• **KUTIPAN YANG DIBERIKAN**:

★ ★ ★ ★

Koordinasi dan Kolaborasi
Sedangkan Joshua Simanjuntak dari Kemenparekraf sependapat, membuat rencan bersama untuk merubah status keanggotaan di UNESCO menjadi hijau.
Kemudian Hariyanto, Deputi Bidang Pengembangan Destinasi dan Infrastruktur Kemenparekraf mengharapkan pentingnya koodinasi, kolaborasi dan bersinergi yang lebih konkrit.
“Menurut tugas dan fungsi secara spesifik, di Komite Nasional Geopark Indonesia, Kemenparekraf memang berfokus kepada pengembangan geopark sebagai destinasi pariwisata,” ujarnya.
Dia menyebut beberapa hal rekomendasi yang konkrit dari RDPU Komisi X DPR RI yang lalu, pertama harus mengawal bersama hal yang spesifik restrukturisasi, adalah penempatan tenaga yang profesional dan adaptif. Kemudian lokasi kantor di kaldera Toba.
Nurajijah Marpaung mengungkap, salah satu rekomendasi asesor UNESCO adalah mengganti GM badan pengelola kaldera Toba dengan orang profesional bersertifikat.

★ ★ ★ ★

• **ITEM YANG DIBERIKAN**:
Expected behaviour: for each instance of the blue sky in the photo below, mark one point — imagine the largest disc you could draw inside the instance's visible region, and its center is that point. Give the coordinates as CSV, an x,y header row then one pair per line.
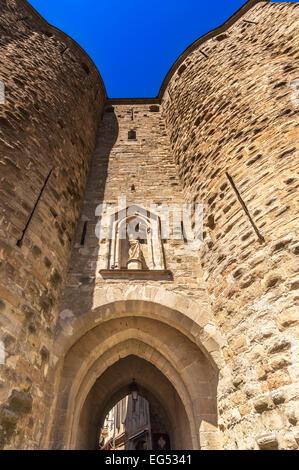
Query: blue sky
x,y
134,42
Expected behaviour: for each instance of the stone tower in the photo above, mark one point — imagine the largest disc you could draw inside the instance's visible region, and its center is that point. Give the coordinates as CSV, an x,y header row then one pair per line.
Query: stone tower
x,y
209,334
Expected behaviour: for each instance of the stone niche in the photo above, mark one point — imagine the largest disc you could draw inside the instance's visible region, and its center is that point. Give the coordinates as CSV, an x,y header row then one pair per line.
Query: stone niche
x,y
133,245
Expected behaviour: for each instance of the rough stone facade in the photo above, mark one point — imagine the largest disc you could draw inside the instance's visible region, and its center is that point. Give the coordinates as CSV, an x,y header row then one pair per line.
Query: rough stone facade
x,y
214,345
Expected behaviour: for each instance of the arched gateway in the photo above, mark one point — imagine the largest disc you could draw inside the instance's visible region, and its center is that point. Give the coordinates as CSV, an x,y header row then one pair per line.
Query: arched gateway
x,y
172,353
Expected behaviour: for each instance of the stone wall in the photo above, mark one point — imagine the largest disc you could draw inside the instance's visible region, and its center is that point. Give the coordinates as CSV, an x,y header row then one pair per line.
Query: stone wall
x,y
48,125
230,108
225,135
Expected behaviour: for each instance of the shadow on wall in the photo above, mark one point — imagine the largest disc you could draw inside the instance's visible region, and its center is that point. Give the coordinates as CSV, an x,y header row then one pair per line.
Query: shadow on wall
x,y
83,264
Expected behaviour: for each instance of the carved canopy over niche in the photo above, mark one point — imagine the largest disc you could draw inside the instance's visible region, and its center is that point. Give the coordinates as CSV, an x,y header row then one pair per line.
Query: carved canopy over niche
x,y
134,242
136,223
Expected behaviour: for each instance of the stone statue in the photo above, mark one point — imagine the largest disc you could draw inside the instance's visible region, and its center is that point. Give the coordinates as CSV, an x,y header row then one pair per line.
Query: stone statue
x,y
134,250
135,254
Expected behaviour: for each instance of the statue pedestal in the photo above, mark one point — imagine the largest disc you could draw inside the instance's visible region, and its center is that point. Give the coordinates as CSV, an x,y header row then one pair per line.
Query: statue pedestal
x,y
134,264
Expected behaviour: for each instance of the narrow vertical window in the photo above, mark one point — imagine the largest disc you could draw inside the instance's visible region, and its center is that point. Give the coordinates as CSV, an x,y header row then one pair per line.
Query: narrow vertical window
x,y
132,135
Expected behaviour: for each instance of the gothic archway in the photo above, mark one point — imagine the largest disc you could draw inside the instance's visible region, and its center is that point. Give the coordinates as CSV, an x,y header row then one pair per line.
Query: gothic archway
x,y
173,350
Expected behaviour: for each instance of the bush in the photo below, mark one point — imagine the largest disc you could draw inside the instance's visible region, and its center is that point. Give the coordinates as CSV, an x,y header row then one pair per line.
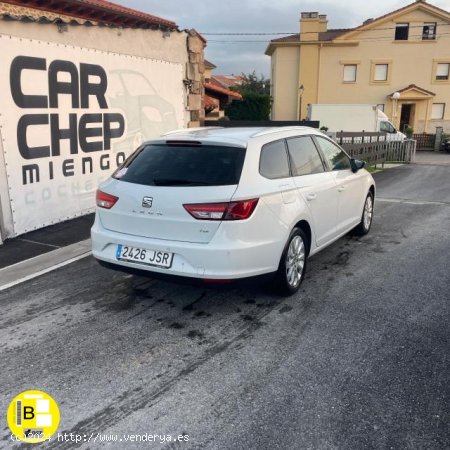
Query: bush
x,y
254,106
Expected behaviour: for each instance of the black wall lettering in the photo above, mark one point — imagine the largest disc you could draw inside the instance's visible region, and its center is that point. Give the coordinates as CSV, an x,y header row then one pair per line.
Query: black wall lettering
x,y
84,133
63,87
22,100
25,150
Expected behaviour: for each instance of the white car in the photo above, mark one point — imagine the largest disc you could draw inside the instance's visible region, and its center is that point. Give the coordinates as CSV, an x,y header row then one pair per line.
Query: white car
x,y
221,204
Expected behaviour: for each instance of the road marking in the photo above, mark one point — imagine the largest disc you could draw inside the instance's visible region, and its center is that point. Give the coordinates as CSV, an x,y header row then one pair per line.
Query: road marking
x,y
39,243
42,272
39,265
411,202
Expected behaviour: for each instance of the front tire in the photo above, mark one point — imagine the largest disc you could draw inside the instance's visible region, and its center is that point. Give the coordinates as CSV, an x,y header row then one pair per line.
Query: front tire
x,y
367,216
291,269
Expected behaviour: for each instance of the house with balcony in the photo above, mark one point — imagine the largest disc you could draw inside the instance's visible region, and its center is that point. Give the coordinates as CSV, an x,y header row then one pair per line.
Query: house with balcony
x,y
399,62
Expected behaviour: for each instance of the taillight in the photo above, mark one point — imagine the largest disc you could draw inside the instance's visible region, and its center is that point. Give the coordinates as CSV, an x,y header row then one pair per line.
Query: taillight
x,y
240,210
105,200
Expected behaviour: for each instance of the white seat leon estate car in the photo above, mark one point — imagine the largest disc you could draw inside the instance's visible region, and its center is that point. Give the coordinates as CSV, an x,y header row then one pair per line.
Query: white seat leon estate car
x,y
221,204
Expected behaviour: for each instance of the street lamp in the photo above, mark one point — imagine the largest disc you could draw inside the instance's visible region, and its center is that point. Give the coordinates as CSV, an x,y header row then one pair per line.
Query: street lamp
x,y
395,97
301,89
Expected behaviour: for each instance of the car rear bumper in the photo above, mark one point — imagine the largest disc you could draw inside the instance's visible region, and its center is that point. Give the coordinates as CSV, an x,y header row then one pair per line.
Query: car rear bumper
x,y
220,259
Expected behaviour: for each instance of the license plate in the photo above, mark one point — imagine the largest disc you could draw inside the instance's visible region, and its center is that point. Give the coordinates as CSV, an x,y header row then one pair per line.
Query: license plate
x,y
144,256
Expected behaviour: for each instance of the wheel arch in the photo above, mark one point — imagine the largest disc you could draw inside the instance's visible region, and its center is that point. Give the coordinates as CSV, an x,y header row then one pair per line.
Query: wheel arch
x,y
306,228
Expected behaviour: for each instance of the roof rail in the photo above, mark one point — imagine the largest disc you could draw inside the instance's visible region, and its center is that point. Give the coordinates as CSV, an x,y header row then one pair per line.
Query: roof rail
x,y
270,130
189,130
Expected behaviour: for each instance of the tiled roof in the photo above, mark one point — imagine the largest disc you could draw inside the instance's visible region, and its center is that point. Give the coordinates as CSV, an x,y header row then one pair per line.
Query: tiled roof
x,y
227,81
384,16
323,36
101,11
221,90
332,34
412,86
210,103
210,65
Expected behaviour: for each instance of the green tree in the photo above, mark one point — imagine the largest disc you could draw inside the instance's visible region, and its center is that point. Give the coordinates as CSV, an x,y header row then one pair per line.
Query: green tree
x,y
256,101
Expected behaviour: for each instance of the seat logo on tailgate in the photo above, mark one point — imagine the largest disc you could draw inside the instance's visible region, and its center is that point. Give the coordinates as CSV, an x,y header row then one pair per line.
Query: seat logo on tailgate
x,y
147,202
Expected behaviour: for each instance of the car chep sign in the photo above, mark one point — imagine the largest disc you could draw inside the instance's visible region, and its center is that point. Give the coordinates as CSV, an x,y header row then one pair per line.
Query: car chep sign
x,y
70,116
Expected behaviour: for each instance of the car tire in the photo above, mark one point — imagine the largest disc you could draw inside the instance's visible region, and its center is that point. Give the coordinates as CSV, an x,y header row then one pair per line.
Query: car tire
x,y
366,218
292,266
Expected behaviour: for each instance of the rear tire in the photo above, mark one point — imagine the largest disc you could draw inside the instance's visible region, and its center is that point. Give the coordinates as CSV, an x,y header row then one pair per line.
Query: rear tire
x,y
291,269
366,218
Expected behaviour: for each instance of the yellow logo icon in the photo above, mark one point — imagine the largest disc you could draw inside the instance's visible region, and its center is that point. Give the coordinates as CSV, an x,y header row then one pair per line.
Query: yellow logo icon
x,y
33,416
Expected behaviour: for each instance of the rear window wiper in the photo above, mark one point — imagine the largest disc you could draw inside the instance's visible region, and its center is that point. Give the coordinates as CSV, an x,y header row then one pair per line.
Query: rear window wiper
x,y
178,182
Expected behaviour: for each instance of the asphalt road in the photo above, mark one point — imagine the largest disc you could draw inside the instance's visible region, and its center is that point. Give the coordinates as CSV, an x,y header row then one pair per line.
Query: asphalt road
x,y
359,359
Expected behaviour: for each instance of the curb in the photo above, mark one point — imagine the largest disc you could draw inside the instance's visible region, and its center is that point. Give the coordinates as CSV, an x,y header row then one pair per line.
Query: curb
x,y
31,268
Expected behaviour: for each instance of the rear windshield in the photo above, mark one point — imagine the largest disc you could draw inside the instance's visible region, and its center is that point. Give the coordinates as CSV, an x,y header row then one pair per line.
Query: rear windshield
x,y
183,165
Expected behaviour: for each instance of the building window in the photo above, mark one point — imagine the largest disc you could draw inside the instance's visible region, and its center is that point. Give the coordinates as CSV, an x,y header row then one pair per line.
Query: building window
x,y
437,111
401,31
429,31
381,72
349,73
442,71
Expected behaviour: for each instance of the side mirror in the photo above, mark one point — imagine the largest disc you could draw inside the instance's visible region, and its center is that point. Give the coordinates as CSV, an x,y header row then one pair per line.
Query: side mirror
x,y
357,164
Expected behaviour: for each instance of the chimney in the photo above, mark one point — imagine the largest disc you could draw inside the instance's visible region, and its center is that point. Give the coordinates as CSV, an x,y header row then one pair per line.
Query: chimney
x,y
311,24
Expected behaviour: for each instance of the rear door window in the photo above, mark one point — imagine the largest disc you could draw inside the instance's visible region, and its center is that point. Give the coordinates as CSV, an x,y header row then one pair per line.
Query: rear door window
x,y
184,165
305,159
274,161
336,157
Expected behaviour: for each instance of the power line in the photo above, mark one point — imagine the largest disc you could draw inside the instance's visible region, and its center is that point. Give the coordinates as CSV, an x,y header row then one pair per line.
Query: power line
x,y
363,39
344,30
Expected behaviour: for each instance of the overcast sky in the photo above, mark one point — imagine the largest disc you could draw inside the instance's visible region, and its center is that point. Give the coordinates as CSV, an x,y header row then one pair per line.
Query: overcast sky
x,y
259,16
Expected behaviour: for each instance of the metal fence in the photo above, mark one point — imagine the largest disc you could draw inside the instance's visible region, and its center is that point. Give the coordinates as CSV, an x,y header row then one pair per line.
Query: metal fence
x,y
374,149
425,141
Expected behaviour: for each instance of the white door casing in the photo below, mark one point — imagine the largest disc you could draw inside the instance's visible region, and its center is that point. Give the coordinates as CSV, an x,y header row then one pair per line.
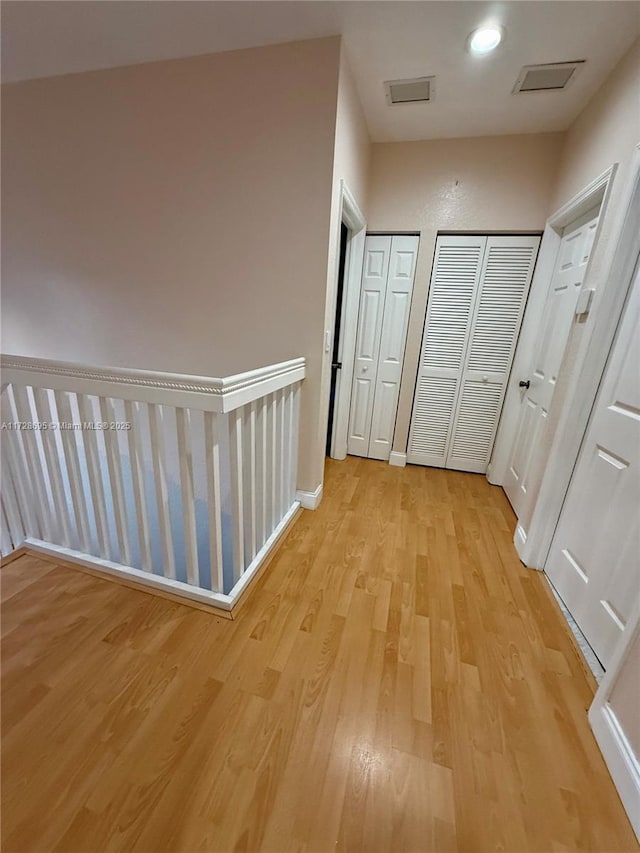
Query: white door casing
x,y
594,559
387,284
564,288
477,297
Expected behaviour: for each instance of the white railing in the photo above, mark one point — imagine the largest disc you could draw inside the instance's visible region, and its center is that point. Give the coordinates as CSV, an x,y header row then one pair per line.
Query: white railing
x,y
178,482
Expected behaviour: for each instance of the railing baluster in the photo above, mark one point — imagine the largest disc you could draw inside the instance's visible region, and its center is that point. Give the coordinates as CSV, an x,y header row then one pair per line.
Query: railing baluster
x,y
273,496
24,414
13,457
114,466
11,500
76,492
70,450
96,482
252,521
263,469
237,499
162,496
61,507
281,454
188,497
136,458
212,448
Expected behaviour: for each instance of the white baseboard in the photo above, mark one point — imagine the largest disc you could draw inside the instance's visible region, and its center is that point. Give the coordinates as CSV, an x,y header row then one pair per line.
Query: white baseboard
x,y
310,500
398,460
520,540
618,754
495,481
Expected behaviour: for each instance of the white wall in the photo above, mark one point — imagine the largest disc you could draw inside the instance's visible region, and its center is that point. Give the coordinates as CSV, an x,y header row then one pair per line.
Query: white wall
x,y
174,215
500,183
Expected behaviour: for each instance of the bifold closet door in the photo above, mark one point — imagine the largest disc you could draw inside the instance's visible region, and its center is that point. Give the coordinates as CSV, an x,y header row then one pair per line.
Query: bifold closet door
x,y
478,292
385,300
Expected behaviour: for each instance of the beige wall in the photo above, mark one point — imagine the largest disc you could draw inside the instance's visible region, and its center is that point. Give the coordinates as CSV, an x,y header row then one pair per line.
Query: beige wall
x,y
606,133
500,183
174,215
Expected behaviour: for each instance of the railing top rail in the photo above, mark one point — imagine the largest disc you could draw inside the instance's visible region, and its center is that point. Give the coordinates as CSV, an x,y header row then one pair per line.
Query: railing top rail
x,y
176,389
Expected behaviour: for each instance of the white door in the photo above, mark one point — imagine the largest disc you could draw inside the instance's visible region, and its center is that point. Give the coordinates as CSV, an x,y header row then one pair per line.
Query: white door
x,y
374,285
594,561
402,267
571,263
387,283
478,292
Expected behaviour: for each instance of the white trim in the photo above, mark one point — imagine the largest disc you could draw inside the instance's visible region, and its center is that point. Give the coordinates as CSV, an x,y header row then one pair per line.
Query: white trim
x,y
618,754
598,191
181,390
398,460
352,217
310,500
183,590
609,301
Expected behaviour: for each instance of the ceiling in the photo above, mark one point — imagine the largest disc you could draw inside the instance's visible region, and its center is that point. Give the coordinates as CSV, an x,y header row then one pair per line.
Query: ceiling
x,y
384,40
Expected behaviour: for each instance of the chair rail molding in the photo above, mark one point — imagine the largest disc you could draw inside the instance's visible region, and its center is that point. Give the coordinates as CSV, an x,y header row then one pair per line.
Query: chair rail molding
x,y
310,500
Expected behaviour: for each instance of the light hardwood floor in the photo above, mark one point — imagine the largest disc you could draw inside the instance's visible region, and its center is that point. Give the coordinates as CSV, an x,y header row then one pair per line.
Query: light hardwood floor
x,y
396,682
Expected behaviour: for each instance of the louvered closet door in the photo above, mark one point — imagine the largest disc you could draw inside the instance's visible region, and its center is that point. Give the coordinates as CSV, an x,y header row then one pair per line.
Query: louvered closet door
x,y
402,265
454,284
504,285
478,292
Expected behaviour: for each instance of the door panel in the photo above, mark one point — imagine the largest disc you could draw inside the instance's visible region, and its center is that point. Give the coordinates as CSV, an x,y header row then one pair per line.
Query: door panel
x,y
568,275
504,284
593,561
476,302
454,283
402,266
374,283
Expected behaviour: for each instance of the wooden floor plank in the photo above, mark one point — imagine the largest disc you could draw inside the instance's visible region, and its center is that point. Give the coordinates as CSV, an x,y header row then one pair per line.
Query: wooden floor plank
x,y
396,682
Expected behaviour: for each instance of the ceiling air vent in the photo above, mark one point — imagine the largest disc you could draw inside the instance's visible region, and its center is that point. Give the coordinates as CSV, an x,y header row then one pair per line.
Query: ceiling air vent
x,y
548,77
417,90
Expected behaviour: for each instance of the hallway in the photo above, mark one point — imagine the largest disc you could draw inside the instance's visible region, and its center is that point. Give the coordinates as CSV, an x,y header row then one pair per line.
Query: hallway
x,y
397,681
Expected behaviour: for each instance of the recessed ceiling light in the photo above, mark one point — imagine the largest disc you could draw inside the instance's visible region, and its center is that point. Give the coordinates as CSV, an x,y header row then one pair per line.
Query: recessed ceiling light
x,y
485,39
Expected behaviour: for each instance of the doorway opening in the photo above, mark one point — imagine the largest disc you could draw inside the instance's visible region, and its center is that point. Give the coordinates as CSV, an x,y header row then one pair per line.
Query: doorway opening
x,y
336,364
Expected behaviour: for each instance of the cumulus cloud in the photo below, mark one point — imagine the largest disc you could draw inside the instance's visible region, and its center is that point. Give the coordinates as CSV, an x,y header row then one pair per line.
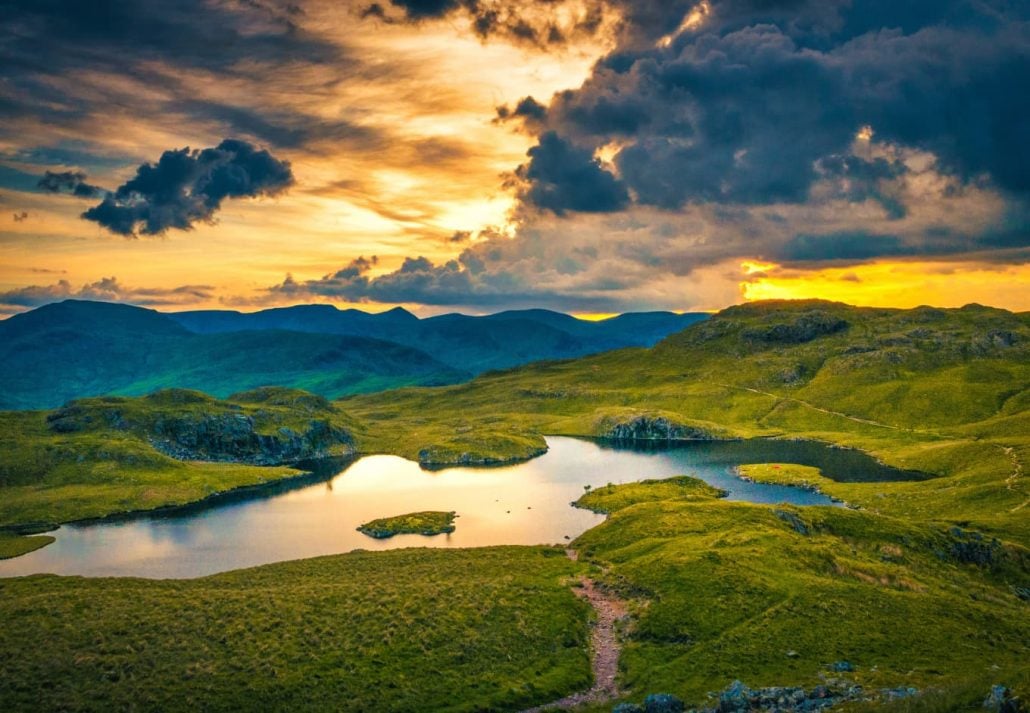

★ ★ ★ ★

Bisakah Anda menyalin ulang kutipan tentang koordinasi dan kolaborasi di atas secara utuh, kata demi kata tanpa perubahan apa pun?

• **JAWABAN BERIKUT**:
Koordinasi dan Kolaborasi
Sedangkan Joshua Simanjuntak dari Kemenparekraf sependapat, membuat rencan bersama untuk merubah status keanggotaan di UNESCO menjadi hijau.
Kemudian Hariyanto, Deputi Bidang Pengembangan Destinasi dan Infrastruktur Kemenparekraf mengharapkan pentingnya koodinasi, kolaborasi dan bersinergi yang lebih konkrit.
“Menurut tugas dan fungsi secara spesifik, di Komite Nasional Geopark Indonesia, Kemenparekraf memang berfokus kepada pengembangan geopark sebagai destinasi pariwisata,” ujarnya.
Dia menyebut beberapa hal rekomendasi yang konkrit dari RDPU Komisi X DPR RI yang lalu, pertama harus mengawal bersama hal yang spesifik restrukturisasi, adalah penempatan tenaga yang profesional dan adaptif. Kemudian lokasi kantor di kaldera Toba.
Nurajijah Marpaung mengungkap, salah satu rekomendasi asesor UNESCO adalah mengganti GM badan pengelola kaldera Toba dengan orang profesional bersertifikat.